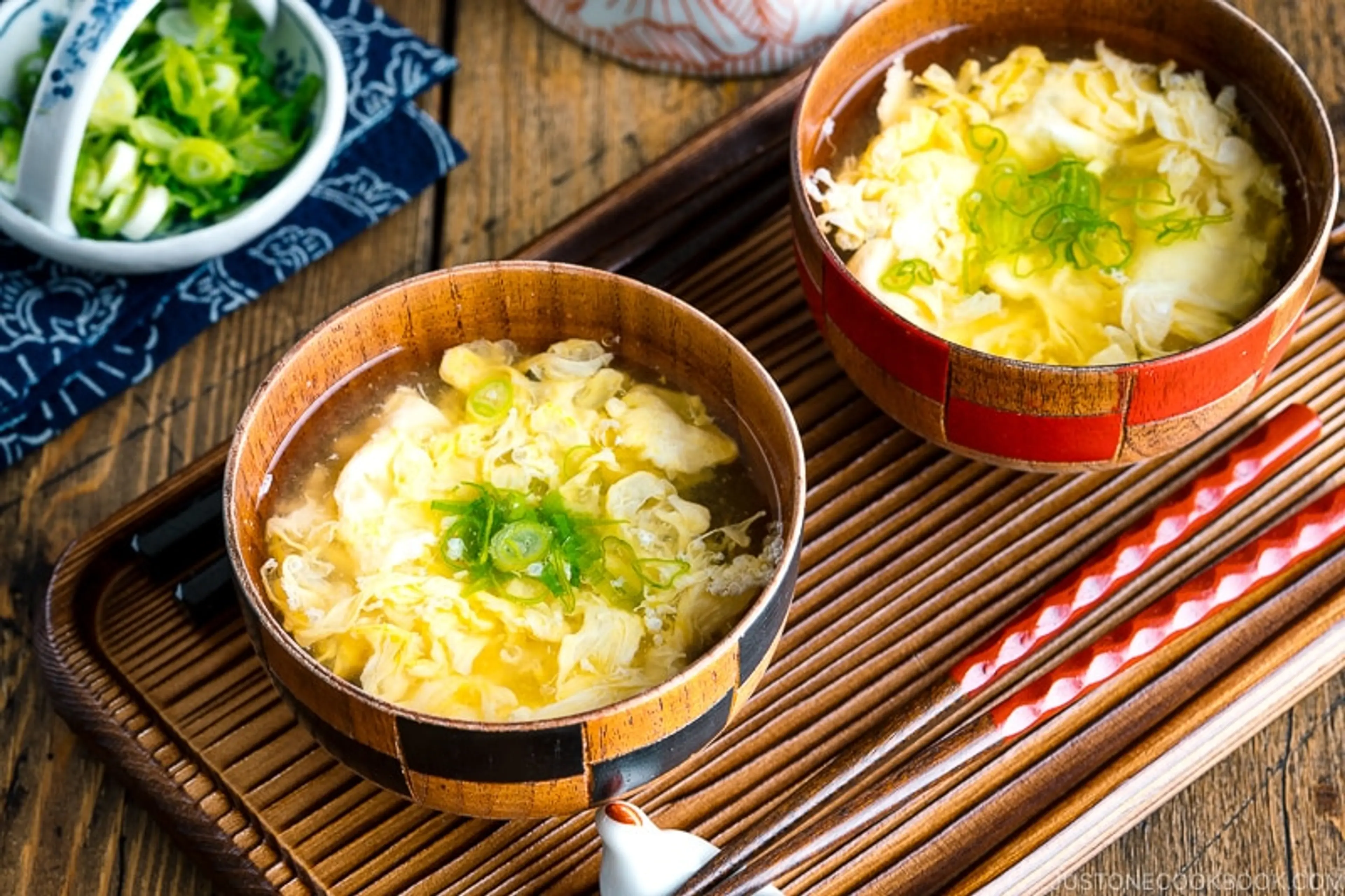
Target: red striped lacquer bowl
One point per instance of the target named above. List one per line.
(1039, 416)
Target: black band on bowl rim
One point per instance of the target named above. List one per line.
(619, 776)
(491, 757)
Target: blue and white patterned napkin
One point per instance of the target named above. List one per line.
(70, 339)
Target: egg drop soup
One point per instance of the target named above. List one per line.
(1090, 212)
(514, 536)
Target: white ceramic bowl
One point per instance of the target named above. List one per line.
(299, 35)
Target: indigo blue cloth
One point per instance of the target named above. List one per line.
(70, 339)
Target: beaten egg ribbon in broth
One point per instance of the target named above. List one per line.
(1068, 213)
(520, 547)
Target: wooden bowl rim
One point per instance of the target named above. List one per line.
(1306, 271)
(791, 523)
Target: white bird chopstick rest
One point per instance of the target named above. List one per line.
(641, 859)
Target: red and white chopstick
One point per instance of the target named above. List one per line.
(1219, 486)
(1194, 607)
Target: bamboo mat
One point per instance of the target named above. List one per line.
(911, 556)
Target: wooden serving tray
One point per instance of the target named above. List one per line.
(911, 556)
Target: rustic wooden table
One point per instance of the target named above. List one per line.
(549, 127)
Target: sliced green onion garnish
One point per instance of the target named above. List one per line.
(625, 584)
(193, 101)
(200, 162)
(904, 275)
(154, 134)
(118, 212)
(178, 26)
(263, 151)
(522, 548)
(10, 142)
(119, 169)
(662, 574)
(116, 103)
(499, 536)
(149, 213)
(491, 400)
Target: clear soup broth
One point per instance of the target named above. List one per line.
(514, 535)
(984, 211)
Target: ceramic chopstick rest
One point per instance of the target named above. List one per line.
(641, 859)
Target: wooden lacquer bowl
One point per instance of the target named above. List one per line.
(1037, 416)
(544, 767)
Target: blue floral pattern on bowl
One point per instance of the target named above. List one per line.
(88, 37)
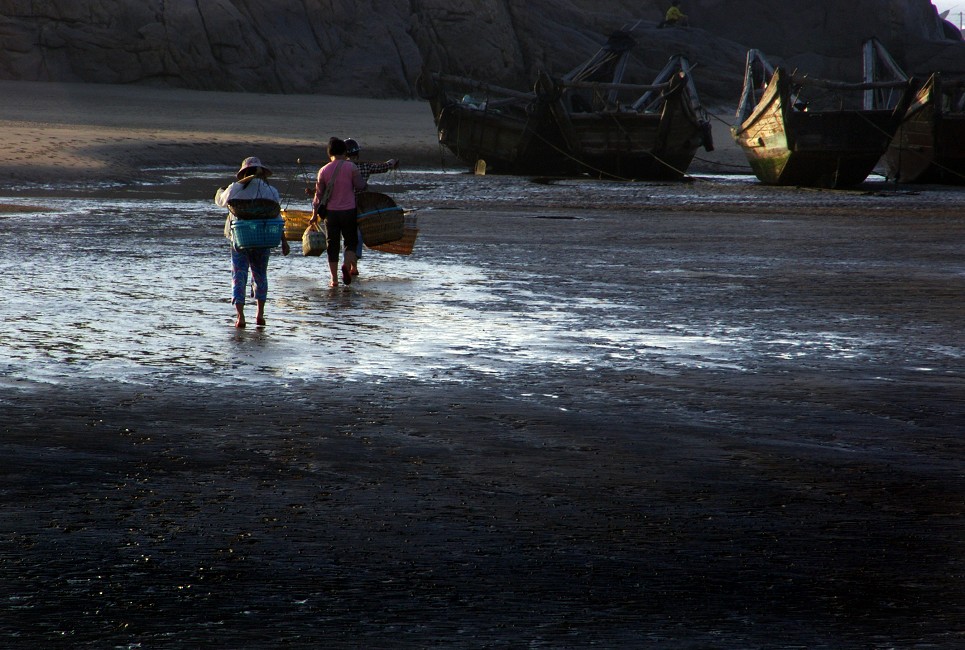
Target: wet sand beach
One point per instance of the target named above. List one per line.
(706, 414)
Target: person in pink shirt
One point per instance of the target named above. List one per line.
(340, 179)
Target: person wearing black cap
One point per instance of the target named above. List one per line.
(366, 169)
(335, 188)
(252, 183)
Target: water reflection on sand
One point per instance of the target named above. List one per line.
(117, 283)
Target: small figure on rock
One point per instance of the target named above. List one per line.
(674, 16)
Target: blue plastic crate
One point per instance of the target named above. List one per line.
(257, 233)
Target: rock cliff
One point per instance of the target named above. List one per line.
(377, 48)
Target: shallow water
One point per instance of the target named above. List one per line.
(658, 402)
(117, 283)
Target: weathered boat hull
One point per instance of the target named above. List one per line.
(513, 134)
(510, 144)
(929, 145)
(831, 149)
(635, 145)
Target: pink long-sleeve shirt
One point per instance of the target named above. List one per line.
(343, 192)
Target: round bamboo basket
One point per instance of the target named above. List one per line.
(296, 221)
(380, 220)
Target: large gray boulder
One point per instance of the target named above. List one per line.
(377, 48)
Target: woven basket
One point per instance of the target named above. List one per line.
(253, 208)
(295, 223)
(380, 220)
(404, 245)
(257, 233)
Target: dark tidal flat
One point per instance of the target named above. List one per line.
(581, 414)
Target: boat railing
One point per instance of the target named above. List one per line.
(465, 83)
(757, 73)
(880, 66)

****

#### WHAT YOU WILL DO
Print all of the items above verbatim, line for line, and leave out the pictures.

#### TASK ANSWER
Target: red striped lacquer bowl
One point per instance of the target named above. List one per line.
(1039, 416)
Target: black band on bowl rim
One point per instance of the target named above. List one per line.
(619, 776)
(491, 757)
Target: blue and white patterned napkin
One point per instance of the target named above. List one per line.
(70, 339)
Target: egg drop soup
One point per instance of the target named above. List one per line.
(1090, 212)
(514, 536)
Target: white ceramic bowl
One point per instance of the target named above. List one per line.
(299, 35)
Target: indigo blue cloth
One point per instance of the target named above. List one per line.
(70, 339)
Target: beaten egg ribbon in broth
One point per instance of the target named above. List one per line.
(1068, 213)
(520, 547)
Target: wooden bowl rim
One point per instance of the target named above. List one per line.
(1306, 271)
(791, 523)
Target: white bird chopstick rest
One point per instance of the target named above. List one per line.
(641, 859)
Target: red and white chopstick
One point per instance of the target named above. List one per line.
(1219, 486)
(1194, 607)
Target: bamboo mat
One point per instance of the target named above. List one per line.
(911, 556)
Target: wooden serving tray
One point per instance of the target named above. List one per line.
(911, 556)
Target: rustic wooden table
One point per instance of the target named above. List one per line.
(549, 127)
Target: sliced green onion garnish
One point per instance of the target named above. List one per line.
(625, 584)
(193, 101)
(200, 162)
(904, 275)
(154, 134)
(118, 212)
(178, 26)
(263, 151)
(522, 548)
(10, 142)
(119, 169)
(662, 574)
(116, 103)
(499, 536)
(149, 213)
(491, 400)
Target: clear soup broth
One point per instance of the target named above. List one per line.
(514, 535)
(984, 211)
Target: ceramic chopstick rest
One point per instance of the target named above. List one per line.
(641, 859)
Target: wooden lacquer bowl
One point per instance of the target named above. List one per line.
(1037, 416)
(544, 767)
Target: blue floral pattern on bowl
One point per instance of the target named above. List one per line.
(88, 37)
Target: wet sand beach
One point per instance of the target named above. List one per line.
(706, 414)
Target: person in pink shirt
One point per instance of the target named above. List one per line.
(340, 179)
Target: person wearing black cap
One point per instance of the target named above. List one per line.
(366, 169)
(335, 188)
(252, 183)
Target: water reflection on sand
One point per instance of the target named above. List one per line.
(117, 283)
Target: small figure on rock
One point per instance of the target named above. List one per line.
(674, 16)
Target: blue plastic crate
One point per instance of the target named above. List one per line.
(257, 233)
Target: rock cliff
One point per instance of the target named above. List one per line.
(377, 48)
Target: shallow water
One point per instance of the target named above. List one per line.
(658, 402)
(117, 283)
Target: weathered boat hull
One point per instance of the target named above. List one per line.
(513, 134)
(510, 144)
(929, 145)
(831, 149)
(635, 145)
Target: pink long-sleeve shirt
One point per instance of the target named above. List one per line.
(343, 192)
Target: round bamboo basket
One point per instance of the target named above. List one per line.
(296, 221)
(380, 220)
Target: large gray boulder
One point per instance of the target named above. List one per line.
(377, 48)
Target: woven basket
One point per instance of the target named above. List one per line.
(253, 208)
(295, 223)
(380, 220)
(404, 245)
(257, 233)
Target: dark tidal flat
One point per instance of the target named above. List one per line.
(581, 414)
Target: boat railing
One point per instance of the target named above. List one per line.
(465, 83)
(757, 73)
(880, 66)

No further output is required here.